▸ **課題一覧**
a: 提示文のうち、「今死んで神様が来たとして、」を含む語句で始まり「(楽に凄い技が出るのを天才というのかもしれない)」で終わる部分を、一字も変えずに書き写してください。
b: 提示文では、元々得意なものは何に過ぎないと述べられていますか。

▸ **提示文**
○ ○ ○ ○ ○

今死んで神様が来たとして、
あなたはこの質問になんと答えるだろう。
絵の練習よりも、歌の練習よりも、シュート練習よりも、
人付き合いの練習よりも、
僕はストーリーの練習をしました、
と言えるだろうか。
一番練習をしたものが、
得意技になるべきだ。
元々得意なものは得意技ではなく、
楽に出る技に過ぎない。
(楽に凄い技が出るのを天才というのかもしれない)
本当の得意技は、
一番練習したものだ。
テーマへの落とし込み?
台詞?
キャラクター?
プロット?
ストーリーの部分集合の、何かでもいい。
その何かを、一番練習した?
(今気づいたのだが、僕がわりと台詞が得意なのは、
関西から東京に出てきて苦労したせいかも知れない)
得意技になるまで、苦手だったものを克服した?

○ ○ ○ ○ ○

▸ **記載事項一覧**
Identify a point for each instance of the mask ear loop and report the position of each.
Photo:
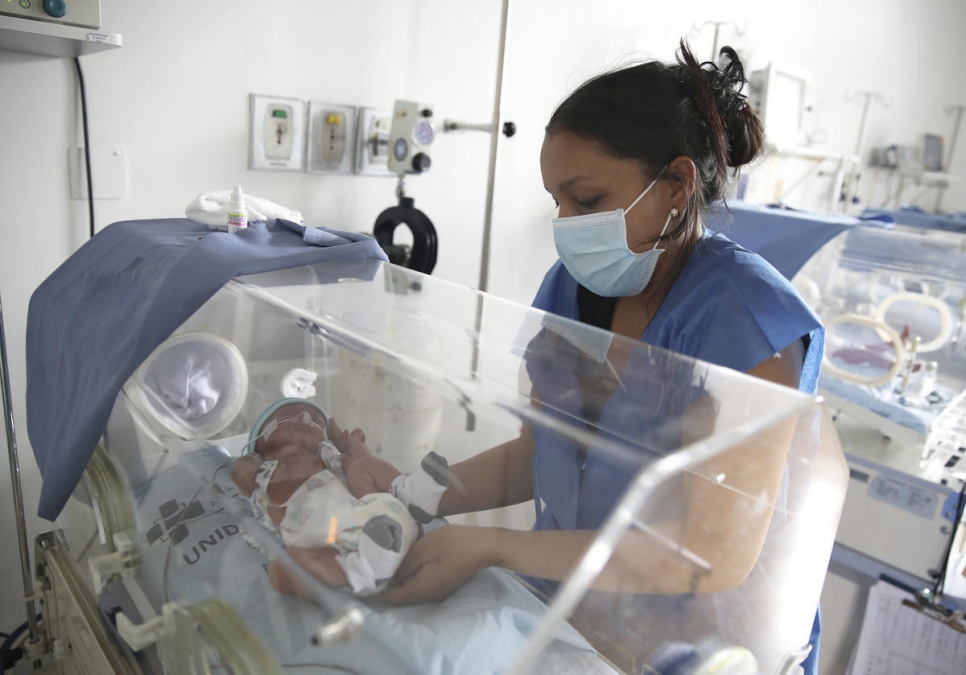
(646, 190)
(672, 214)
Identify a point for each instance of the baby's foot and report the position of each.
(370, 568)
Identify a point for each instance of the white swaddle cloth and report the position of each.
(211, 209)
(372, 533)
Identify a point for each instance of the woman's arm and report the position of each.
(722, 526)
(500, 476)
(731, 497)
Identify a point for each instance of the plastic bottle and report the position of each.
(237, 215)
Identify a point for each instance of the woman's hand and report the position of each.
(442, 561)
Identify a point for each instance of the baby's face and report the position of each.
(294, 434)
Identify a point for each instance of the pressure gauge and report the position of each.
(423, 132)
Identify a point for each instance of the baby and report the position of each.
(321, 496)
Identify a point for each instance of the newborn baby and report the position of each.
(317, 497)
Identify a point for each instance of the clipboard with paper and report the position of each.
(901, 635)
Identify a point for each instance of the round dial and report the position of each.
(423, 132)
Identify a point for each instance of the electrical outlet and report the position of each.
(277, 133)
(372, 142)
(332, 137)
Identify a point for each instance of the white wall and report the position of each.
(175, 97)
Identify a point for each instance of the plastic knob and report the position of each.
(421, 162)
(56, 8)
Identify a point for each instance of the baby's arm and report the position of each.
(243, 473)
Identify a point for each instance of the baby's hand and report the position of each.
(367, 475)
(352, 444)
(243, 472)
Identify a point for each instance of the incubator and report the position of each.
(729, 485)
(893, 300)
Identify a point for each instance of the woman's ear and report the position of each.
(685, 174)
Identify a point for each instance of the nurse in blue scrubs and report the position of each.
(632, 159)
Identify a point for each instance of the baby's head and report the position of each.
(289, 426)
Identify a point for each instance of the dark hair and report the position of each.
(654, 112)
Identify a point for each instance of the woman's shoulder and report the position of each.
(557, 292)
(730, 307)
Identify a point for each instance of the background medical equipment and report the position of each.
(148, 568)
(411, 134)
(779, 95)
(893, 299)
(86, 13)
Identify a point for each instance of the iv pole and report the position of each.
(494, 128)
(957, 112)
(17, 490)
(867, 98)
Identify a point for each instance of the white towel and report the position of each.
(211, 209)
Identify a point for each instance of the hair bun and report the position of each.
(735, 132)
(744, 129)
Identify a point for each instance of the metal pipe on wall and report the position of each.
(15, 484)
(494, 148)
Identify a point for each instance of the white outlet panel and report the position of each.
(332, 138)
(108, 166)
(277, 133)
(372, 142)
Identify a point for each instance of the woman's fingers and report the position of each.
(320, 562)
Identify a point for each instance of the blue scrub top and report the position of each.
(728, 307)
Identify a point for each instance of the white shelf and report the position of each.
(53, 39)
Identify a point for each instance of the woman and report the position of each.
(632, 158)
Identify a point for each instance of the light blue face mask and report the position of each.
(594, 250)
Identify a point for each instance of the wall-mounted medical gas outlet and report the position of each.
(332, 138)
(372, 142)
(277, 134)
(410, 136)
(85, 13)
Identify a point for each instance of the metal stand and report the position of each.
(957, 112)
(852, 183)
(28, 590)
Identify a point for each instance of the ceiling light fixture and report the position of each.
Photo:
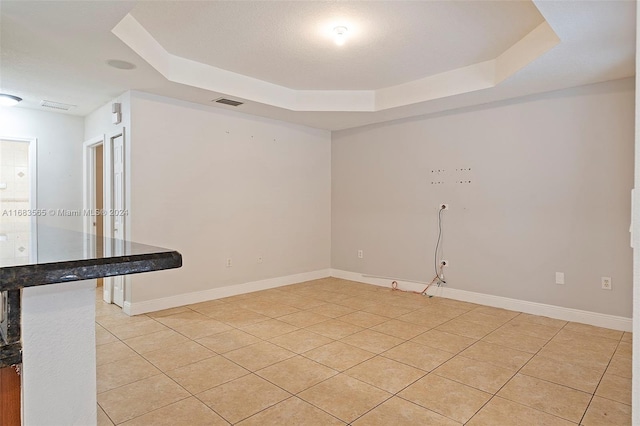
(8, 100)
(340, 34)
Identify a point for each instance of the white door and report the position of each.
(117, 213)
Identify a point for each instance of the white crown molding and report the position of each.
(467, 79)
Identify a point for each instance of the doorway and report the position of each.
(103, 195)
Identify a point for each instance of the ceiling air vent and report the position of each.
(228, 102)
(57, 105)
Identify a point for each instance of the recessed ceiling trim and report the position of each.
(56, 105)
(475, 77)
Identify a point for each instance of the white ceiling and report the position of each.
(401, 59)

○ ○ ○ ○ ○

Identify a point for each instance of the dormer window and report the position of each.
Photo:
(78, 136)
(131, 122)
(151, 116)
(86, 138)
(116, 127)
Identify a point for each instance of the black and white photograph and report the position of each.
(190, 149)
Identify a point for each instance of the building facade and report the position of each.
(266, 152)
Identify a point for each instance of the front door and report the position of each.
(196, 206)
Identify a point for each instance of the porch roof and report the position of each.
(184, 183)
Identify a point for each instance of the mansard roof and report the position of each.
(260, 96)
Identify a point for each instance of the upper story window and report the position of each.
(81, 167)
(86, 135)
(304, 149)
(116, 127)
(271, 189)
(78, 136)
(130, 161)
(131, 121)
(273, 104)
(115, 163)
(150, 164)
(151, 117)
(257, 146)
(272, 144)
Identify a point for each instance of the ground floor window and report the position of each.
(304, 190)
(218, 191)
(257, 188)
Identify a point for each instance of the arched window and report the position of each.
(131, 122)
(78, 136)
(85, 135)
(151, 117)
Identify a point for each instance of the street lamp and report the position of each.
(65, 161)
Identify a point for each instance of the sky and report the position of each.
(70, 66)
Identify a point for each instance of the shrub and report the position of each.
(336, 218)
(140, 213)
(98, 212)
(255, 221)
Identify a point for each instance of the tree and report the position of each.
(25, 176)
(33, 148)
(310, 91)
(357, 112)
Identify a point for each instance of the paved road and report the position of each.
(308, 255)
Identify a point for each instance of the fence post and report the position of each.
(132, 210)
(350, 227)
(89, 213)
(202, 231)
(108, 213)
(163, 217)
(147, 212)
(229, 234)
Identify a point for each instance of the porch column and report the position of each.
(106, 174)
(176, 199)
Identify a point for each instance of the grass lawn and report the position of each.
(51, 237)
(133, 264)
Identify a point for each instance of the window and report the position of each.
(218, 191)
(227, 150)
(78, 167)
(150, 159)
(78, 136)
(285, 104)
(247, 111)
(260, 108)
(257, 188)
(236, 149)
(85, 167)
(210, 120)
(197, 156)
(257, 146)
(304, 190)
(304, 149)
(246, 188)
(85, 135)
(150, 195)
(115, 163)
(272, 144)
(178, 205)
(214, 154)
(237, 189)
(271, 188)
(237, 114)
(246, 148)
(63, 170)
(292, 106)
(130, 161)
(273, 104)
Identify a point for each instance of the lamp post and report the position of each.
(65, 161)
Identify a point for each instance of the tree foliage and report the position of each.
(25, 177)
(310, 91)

○ ○ ○ ○ ○

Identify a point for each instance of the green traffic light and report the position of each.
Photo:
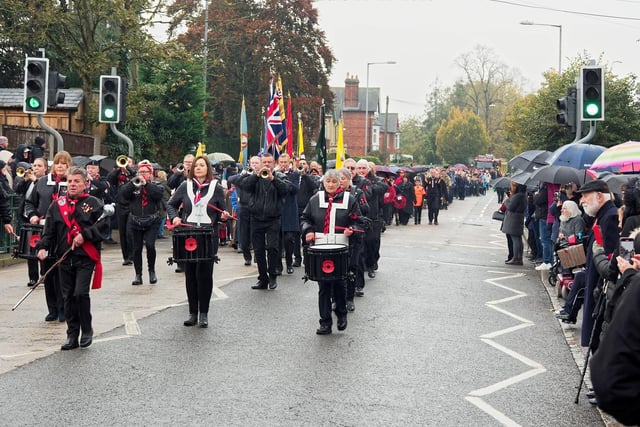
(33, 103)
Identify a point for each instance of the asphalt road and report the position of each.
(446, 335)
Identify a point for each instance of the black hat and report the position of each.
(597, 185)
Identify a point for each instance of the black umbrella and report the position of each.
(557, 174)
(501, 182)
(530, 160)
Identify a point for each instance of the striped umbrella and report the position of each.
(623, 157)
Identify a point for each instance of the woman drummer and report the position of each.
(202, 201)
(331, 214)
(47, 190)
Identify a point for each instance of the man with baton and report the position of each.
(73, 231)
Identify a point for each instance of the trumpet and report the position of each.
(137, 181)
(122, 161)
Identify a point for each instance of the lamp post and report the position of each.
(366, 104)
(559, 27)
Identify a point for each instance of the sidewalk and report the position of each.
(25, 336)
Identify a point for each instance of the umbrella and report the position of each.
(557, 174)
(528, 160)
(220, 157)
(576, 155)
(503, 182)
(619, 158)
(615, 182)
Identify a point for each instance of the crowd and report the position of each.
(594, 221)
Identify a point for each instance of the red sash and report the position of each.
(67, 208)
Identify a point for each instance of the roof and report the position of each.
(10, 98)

○ ○ ○ ○ ○

▸ **解答**
a:
今死んで神様が来たとして、
あなたはこの質問になんと答えるだろう。
絵の練習よりも、歌の練習よりも、シュート練習よりも、
人付き合いの練習よりも、
僕はストーリーの練習をしました、
と言えるだろうか。
一番練習をしたものが、
得意技になるべきだ。
元々得意なものは得意技ではなく、
楽に出る技に過ぎない。
(楽に凄い技が出るのを天才というのかもしれない)

b: 楽に出る技に過ぎないと述べられています。